> Consigne: Recopiez à l'identique le passage du listing ci-dessous qui va de la ligne contenant « [output] one dot per instance, form <point>688,357</point>. » jusqu'à celle contenant « <point>178,424</point> », ces deux lignes comprises.

> Données:
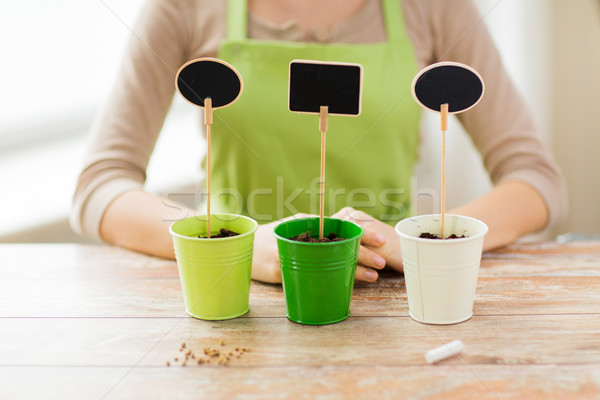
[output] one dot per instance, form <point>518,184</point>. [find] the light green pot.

* * *

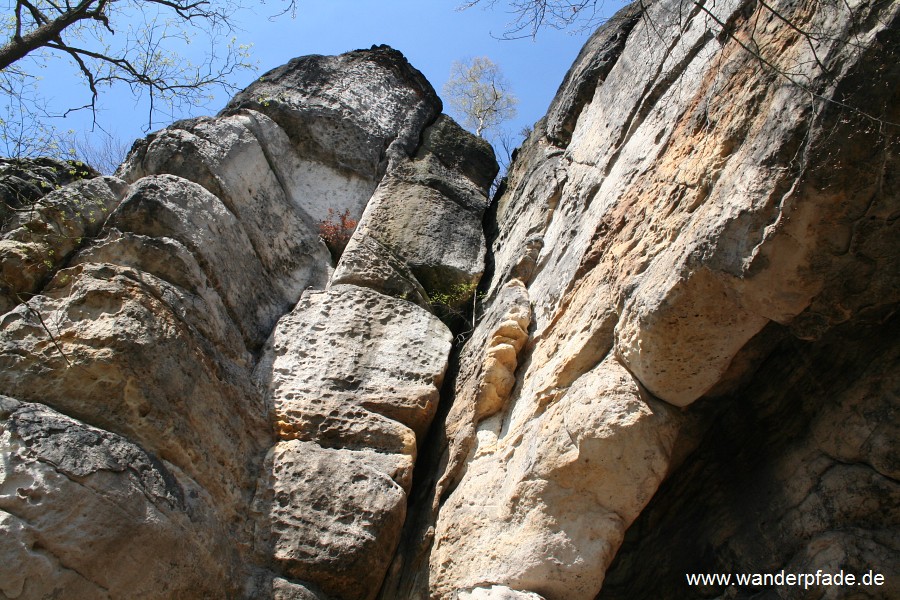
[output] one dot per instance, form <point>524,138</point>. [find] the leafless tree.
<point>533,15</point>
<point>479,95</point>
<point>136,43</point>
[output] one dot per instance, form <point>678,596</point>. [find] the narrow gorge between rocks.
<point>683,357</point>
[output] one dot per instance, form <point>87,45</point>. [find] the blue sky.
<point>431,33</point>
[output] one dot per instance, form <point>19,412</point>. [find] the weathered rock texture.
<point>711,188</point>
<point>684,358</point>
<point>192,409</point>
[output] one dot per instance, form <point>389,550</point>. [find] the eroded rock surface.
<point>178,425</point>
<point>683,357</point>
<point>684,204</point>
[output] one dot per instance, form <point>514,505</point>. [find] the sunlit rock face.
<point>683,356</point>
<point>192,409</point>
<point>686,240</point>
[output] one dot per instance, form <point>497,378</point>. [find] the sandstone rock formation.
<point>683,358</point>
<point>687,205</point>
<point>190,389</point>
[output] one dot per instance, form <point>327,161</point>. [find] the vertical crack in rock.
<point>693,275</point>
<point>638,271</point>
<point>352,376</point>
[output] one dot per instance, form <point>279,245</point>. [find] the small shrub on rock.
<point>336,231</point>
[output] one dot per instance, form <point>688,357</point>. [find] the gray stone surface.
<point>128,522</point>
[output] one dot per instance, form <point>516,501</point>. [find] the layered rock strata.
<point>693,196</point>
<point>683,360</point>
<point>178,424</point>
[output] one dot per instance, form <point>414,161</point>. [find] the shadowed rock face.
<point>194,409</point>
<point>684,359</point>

---

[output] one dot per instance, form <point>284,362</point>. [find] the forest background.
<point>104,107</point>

> Corrigé:
[output] one dot per instance, form <point>688,357</point>. [find] the gray stone surface.
<point>128,522</point>
[output] one dot per instance, form <point>516,501</point>. [find] the layered rock strata.
<point>693,196</point>
<point>683,360</point>
<point>178,424</point>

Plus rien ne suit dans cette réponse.